---- Excerpt to read

It is unprecedented in my 11 years as Maine’s public health director that with very short notice more than 30 of Maine’s major health care, public health, and dental health organizations stood together to proclaim our support for community water fluoridation to prevent tooth decay and dental disease.
With a 62-year history of safety and efficacy in preventing tooth decay, fluoridation was declared by the U.S. Centers for Disease Control and Prevention as one of the 10 most successful public health achievements of the 20th century.
In light of recent concerns arising from misinformation about fluoride disseminated in some Maine communities, we felt we must reassert our long-standing support for this basic public health measure.
First, there are a few basic questions that are worth reviewing. What is fluoride? It is the ionic form of fluorine, one of the most common elements found on earth, and occurs naturally in many waters.
What does community water fluoridation do? It adjusts the natural fluoride levels in water supplies to those that are most beneficial to dental health. Studies continue to show fluoridation of community water is the single most effective way to prevent tooth decay, and does so by 20 to 40 percent. As the most common chronic disease of childhood, tooth decay can result in a lifetime of ill health, including infections and heart disease.
How does fluoride work? When ingested through drinking water, fluoride appears in frequent low-dose concentrations in saliva and plaque, and in turn inhibits the breakdown of enamel, improves the recovery of damaged enamel, and reduces the activity of bacteria that causes tooth decay.
Second, there is misinformation regarding fluoridation that warrants responses.

--------
---- Information given

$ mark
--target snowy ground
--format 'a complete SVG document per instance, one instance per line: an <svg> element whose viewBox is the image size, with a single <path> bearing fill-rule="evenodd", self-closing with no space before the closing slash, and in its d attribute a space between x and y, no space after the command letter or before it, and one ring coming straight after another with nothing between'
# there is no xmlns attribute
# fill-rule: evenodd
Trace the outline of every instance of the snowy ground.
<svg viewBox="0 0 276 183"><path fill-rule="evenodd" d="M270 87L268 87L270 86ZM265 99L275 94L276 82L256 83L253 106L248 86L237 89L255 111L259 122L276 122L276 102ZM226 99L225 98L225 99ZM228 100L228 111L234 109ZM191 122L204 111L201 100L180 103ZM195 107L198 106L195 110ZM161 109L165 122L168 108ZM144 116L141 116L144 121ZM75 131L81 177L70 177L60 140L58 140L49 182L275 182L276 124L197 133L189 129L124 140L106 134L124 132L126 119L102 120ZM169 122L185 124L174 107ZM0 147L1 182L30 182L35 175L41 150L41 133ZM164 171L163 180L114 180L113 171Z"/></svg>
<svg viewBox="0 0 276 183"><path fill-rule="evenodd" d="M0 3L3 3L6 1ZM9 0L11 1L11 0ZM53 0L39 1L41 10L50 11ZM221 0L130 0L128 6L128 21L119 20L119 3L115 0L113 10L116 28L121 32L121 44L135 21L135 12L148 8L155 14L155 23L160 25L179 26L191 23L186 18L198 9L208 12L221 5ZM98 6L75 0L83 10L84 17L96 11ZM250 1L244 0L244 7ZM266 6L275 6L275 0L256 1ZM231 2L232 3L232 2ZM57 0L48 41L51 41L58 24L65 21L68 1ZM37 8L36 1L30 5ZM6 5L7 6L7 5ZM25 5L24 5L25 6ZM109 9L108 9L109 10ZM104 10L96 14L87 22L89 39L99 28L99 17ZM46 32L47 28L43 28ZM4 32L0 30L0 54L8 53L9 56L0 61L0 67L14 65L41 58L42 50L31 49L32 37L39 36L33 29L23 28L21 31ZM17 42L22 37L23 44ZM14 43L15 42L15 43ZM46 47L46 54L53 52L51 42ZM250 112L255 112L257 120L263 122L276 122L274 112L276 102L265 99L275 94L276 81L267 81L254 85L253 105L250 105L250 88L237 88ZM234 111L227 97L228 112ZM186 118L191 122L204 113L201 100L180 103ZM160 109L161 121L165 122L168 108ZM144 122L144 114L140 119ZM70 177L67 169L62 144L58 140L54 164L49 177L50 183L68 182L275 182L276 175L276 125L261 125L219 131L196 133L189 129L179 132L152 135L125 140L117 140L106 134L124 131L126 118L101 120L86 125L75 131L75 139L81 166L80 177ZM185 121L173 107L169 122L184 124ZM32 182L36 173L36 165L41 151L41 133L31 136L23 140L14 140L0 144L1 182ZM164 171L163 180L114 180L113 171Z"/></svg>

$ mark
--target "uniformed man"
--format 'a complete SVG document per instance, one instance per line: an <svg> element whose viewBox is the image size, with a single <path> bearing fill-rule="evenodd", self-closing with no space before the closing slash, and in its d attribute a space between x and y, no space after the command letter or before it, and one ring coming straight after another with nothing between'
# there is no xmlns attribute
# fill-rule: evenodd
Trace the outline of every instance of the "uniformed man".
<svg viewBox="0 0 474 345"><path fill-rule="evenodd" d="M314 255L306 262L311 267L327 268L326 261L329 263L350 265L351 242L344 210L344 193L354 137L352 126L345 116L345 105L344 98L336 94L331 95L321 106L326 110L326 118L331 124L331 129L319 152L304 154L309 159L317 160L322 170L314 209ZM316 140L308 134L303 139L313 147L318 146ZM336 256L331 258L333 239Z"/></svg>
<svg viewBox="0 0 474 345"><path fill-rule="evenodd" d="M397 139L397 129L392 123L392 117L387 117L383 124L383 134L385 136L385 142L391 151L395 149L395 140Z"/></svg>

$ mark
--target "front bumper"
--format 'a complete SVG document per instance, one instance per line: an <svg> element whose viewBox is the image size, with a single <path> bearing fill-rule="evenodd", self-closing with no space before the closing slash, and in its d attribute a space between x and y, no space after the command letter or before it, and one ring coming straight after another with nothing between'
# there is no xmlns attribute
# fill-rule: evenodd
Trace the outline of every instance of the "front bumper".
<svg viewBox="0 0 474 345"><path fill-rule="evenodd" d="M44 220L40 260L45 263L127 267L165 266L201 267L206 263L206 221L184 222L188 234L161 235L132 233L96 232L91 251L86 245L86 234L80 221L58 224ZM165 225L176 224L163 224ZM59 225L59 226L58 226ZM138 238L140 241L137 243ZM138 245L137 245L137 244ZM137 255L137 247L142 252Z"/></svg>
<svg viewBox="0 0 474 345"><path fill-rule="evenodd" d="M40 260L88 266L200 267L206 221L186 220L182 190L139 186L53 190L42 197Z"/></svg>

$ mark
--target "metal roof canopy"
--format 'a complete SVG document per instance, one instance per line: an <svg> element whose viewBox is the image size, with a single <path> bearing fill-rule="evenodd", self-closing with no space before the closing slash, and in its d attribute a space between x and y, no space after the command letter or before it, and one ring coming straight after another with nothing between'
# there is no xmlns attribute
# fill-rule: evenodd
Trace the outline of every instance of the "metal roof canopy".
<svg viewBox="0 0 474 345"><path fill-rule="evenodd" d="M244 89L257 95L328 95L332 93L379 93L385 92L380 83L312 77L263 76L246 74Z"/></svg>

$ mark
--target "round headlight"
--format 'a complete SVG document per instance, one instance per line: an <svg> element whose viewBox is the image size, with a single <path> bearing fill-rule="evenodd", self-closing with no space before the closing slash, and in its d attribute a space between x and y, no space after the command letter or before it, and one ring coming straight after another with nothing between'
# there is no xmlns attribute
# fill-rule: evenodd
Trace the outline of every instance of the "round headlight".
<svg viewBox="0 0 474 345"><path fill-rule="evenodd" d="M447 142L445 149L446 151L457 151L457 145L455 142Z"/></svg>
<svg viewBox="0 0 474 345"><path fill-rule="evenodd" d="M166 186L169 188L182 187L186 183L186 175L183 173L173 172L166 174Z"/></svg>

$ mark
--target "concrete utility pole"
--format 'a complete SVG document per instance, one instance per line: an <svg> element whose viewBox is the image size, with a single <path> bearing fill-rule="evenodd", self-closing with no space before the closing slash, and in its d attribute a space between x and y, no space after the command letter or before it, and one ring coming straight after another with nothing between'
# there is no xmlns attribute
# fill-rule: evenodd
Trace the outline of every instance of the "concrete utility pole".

--------

Using the fluoridation article, answer the following:
1. How many years has the writer served as Maine's public health director?
2. By what percentage does community water fluoridation prevent tooth decay?
3. Fluoride is the ionic form of which element?

1. 11 years
2. 20 to 40 percent
3. Fluorine